**Task directions**:
Print every one of the records below unchanged, line for line.
***** Material supplied *****
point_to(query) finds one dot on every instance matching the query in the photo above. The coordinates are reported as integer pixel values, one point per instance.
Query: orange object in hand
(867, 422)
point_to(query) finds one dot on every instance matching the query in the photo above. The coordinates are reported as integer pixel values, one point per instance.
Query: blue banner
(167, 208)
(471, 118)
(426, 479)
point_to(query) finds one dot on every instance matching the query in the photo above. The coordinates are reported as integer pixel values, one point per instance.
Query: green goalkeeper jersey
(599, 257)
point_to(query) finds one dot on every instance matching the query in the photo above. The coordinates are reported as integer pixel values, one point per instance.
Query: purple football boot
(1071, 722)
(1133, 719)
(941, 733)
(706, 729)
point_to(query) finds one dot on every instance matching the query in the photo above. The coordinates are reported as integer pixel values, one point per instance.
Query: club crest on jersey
*****
**Solution for this problem**:
point_to(query) finds one dot on every instance matching the query in the photo above. The coordinates are reported as integer pixel values, one point per instance.
Query: orange object in hand
(867, 422)
point_to(query) finds one dot on every instance matching the query in the photo above. The coordinates are reported as integer pixel values, one point per instance.
Query: blue banner
(167, 208)
(471, 118)
(426, 479)
point_to(query) finds one dot on every instance matching the query in the photo above. The coordinates are reported as integer pixel values, one point per instance.
Query: green goalkeeper jersey
(599, 257)
point_to(query) finds one dot on every instance matching the query in the photo above. The coordinates are reported as integer pixel values, one point per instance.
Query: purple football boot
(1071, 722)
(1133, 719)
(941, 733)
(706, 729)
point_to(query) finds one dot on every instance matching the query in the photo above. The coordinates are reported as integer pixel values, one point per instance.
Query: club crest on jersey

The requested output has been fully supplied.